··· DATA FOR PROCESSING ···

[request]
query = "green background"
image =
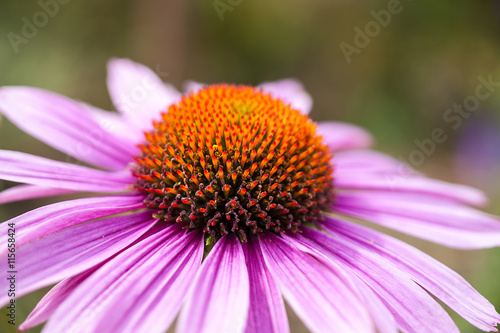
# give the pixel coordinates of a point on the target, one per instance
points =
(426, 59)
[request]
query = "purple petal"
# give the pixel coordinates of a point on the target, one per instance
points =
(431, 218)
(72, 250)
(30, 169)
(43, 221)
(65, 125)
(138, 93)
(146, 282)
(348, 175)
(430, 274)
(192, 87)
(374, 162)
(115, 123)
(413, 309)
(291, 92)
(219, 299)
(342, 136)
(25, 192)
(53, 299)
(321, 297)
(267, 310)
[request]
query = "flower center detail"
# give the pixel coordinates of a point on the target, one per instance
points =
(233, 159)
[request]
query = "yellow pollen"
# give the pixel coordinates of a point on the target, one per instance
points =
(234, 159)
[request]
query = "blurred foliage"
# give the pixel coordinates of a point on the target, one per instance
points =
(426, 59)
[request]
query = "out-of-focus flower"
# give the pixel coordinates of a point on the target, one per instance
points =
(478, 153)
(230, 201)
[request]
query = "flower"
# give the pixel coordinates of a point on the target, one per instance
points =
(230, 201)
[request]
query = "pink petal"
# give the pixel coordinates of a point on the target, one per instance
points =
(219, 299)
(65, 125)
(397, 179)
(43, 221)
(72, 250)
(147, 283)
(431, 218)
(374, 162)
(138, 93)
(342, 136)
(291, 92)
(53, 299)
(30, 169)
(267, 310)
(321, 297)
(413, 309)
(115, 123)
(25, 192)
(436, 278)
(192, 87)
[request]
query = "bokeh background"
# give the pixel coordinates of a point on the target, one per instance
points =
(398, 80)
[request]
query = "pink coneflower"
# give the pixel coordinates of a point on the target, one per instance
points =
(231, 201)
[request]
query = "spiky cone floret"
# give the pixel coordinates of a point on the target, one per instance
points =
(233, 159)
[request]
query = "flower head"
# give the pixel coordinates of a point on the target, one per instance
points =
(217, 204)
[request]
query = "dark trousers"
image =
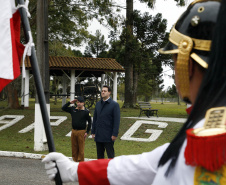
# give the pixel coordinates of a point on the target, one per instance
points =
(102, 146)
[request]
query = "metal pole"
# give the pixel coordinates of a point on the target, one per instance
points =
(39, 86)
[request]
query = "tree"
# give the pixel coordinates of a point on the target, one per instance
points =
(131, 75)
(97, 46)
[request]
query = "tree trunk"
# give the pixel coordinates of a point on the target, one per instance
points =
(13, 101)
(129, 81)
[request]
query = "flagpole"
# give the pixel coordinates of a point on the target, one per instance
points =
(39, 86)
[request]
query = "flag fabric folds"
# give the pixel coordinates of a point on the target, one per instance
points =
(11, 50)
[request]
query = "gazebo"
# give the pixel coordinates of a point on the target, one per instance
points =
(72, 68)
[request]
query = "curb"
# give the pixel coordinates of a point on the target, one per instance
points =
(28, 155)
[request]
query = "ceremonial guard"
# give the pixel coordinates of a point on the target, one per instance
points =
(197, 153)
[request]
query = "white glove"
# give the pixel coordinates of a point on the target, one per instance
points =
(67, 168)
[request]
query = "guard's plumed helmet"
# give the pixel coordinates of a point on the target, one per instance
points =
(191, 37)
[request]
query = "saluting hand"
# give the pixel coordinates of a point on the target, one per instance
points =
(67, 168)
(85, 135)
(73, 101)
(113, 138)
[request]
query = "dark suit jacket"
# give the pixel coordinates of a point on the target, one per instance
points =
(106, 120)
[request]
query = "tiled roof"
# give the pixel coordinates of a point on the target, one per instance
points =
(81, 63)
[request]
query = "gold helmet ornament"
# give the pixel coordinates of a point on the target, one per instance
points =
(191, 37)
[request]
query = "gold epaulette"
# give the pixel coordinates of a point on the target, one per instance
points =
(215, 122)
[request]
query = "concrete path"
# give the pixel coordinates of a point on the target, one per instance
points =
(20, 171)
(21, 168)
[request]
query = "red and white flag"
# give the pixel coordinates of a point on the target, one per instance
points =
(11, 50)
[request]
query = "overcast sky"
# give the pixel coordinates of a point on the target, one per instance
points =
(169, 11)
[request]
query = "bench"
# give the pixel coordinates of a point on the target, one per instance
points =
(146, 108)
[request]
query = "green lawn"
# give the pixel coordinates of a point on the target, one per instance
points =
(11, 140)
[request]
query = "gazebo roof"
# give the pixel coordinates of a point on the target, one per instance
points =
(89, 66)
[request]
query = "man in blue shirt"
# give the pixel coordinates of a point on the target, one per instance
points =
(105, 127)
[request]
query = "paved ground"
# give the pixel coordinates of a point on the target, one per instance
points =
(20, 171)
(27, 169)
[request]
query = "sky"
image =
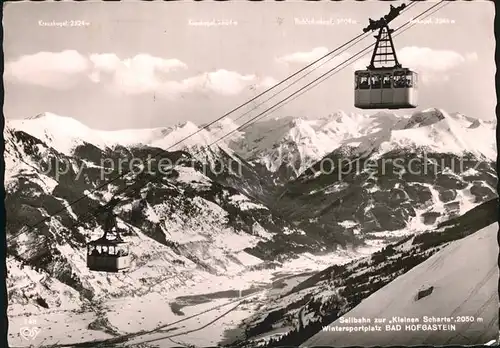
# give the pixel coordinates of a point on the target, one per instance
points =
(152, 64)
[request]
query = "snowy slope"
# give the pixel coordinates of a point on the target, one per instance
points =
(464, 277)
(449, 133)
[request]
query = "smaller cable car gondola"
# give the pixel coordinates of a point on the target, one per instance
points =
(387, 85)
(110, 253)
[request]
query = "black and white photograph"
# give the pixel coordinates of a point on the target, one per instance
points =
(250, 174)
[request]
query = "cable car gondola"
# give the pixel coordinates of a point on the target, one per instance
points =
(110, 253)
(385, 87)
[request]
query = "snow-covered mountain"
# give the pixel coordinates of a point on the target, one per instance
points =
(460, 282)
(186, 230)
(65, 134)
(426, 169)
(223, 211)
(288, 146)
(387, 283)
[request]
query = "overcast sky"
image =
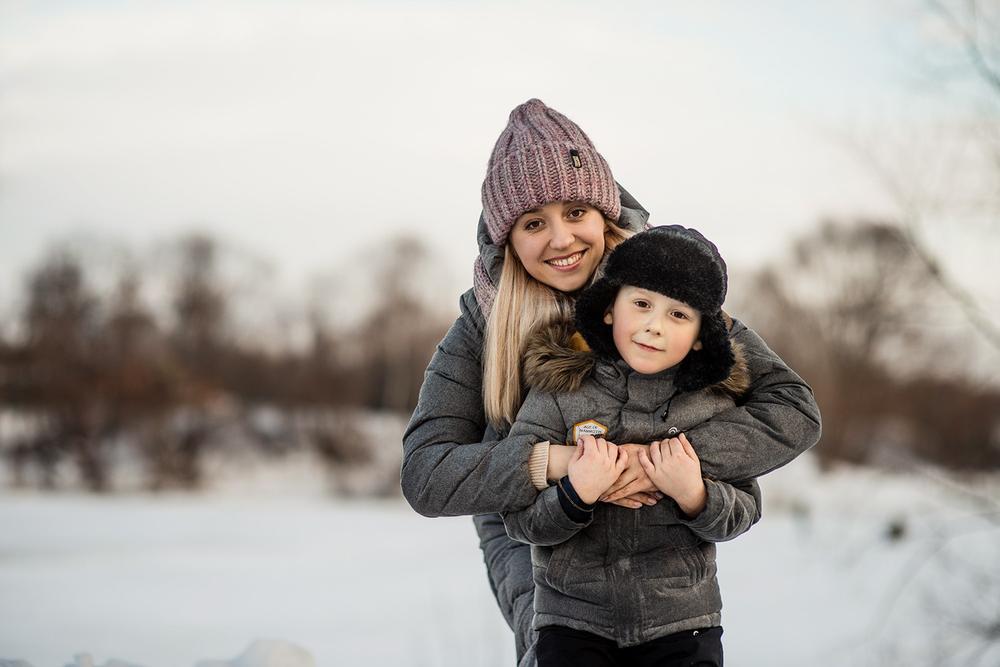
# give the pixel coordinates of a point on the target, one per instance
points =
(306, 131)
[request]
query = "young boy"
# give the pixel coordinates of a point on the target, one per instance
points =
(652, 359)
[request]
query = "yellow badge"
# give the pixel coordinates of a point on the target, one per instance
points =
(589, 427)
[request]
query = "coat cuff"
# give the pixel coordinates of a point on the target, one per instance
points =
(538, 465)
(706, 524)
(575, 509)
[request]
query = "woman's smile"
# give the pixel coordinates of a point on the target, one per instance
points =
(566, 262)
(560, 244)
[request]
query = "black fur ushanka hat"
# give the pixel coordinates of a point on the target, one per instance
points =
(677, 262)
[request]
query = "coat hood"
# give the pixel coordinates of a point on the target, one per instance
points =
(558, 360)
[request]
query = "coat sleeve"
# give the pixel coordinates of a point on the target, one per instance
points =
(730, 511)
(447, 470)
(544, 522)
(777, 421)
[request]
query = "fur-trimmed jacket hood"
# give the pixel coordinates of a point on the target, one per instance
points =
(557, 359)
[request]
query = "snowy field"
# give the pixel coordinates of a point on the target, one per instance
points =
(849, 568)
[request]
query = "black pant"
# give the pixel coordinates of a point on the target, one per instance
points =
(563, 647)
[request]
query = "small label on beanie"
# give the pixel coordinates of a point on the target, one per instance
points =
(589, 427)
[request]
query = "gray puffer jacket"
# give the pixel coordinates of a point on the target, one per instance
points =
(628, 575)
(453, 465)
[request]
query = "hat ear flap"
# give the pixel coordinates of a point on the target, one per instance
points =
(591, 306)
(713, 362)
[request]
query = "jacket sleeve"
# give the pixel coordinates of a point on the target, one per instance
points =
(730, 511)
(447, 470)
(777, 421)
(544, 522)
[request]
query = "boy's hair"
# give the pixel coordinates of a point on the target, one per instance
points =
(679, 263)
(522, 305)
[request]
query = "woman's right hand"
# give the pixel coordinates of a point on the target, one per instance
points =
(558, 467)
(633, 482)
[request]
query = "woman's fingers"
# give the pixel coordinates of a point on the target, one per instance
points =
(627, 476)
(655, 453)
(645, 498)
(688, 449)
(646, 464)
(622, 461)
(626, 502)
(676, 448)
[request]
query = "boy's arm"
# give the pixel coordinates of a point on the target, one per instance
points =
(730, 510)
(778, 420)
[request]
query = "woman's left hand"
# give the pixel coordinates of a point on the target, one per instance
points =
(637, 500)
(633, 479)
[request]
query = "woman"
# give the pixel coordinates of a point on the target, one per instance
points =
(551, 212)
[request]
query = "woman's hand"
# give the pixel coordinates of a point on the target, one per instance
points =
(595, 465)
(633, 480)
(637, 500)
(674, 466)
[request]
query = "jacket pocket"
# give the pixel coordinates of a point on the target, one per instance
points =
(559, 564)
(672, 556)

···
··· DATA FOR PROCESSING ···

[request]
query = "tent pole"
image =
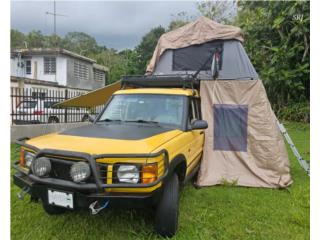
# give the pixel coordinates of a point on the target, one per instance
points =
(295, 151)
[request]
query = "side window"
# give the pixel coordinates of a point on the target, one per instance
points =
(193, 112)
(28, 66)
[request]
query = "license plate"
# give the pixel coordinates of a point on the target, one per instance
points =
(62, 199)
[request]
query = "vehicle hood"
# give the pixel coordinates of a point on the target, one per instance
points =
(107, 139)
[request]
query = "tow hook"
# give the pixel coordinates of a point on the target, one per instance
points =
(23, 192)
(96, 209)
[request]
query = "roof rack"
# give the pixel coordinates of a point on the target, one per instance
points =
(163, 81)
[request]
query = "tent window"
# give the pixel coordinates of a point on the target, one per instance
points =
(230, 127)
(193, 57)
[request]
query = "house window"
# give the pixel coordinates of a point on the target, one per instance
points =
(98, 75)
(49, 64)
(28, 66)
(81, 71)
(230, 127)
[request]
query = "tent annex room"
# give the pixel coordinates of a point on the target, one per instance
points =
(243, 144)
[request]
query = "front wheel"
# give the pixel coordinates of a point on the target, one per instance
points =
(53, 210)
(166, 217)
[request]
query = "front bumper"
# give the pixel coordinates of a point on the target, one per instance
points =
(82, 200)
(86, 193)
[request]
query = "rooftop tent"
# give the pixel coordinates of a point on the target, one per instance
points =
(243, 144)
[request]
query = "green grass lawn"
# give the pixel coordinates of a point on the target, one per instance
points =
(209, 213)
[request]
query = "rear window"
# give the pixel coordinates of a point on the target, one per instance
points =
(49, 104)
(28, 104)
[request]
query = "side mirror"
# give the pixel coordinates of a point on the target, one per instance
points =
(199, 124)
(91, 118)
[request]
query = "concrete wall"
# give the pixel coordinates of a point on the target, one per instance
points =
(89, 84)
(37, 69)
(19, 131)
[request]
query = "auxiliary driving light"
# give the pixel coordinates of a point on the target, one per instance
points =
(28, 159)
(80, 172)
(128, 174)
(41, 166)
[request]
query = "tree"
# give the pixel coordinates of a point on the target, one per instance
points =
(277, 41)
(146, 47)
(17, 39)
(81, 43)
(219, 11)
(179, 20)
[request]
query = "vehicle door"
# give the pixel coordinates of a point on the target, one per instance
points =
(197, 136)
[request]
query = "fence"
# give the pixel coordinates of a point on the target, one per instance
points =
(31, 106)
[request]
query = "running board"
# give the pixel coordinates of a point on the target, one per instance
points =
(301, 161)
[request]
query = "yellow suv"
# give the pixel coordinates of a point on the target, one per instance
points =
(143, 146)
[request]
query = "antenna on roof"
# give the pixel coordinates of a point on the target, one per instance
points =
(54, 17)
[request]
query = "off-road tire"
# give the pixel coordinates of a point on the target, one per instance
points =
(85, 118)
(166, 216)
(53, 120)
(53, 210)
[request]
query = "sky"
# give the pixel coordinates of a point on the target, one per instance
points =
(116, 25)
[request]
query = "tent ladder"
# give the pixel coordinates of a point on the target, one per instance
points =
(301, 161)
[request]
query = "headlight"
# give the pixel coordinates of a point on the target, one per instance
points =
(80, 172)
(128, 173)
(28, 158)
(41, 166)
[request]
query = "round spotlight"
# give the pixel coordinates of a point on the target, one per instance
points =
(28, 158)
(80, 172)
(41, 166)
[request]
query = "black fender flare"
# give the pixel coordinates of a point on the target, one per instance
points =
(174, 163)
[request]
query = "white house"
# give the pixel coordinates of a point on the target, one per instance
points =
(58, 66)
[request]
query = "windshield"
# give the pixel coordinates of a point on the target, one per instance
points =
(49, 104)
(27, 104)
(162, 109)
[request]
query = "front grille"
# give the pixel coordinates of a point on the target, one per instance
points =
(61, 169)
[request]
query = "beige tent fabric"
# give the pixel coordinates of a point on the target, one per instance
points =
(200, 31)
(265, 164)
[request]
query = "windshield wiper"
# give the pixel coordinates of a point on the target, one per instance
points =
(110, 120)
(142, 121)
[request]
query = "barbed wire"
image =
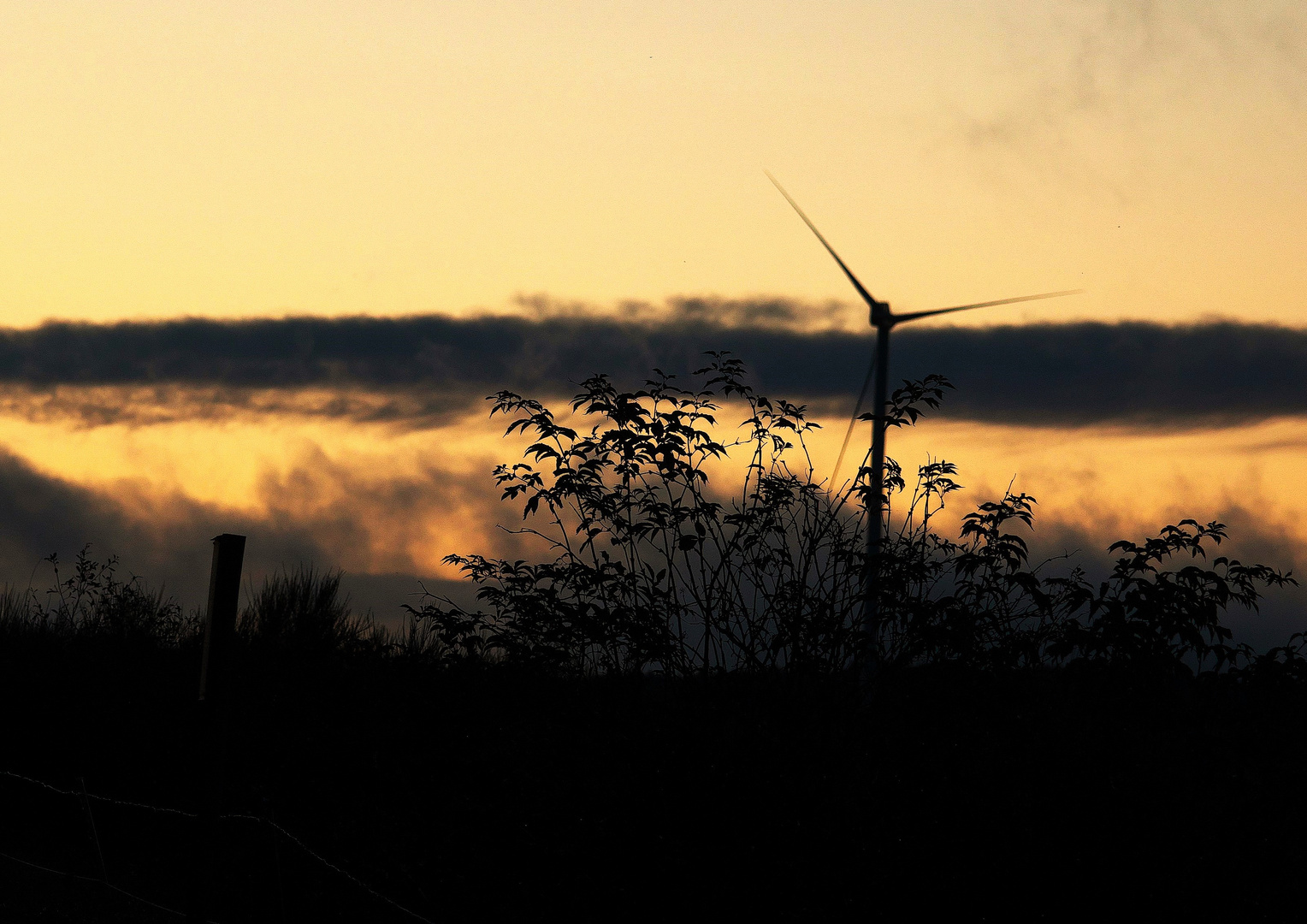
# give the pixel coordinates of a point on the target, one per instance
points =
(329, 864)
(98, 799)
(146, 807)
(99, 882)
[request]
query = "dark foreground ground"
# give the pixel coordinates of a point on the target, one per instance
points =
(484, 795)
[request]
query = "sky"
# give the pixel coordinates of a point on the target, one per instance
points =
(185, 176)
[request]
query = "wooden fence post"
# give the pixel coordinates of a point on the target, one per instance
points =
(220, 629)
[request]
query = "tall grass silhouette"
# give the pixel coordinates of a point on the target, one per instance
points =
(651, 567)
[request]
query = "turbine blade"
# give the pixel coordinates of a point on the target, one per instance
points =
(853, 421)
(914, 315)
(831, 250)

···

◆ REQUIRED WORK ◆
In the records, which lines mention the word "coat"? Copy those lines.

◆ ANSWER BOX ◆
query = "coat cuff"
query = "coat hood"
query = "coat sleeve"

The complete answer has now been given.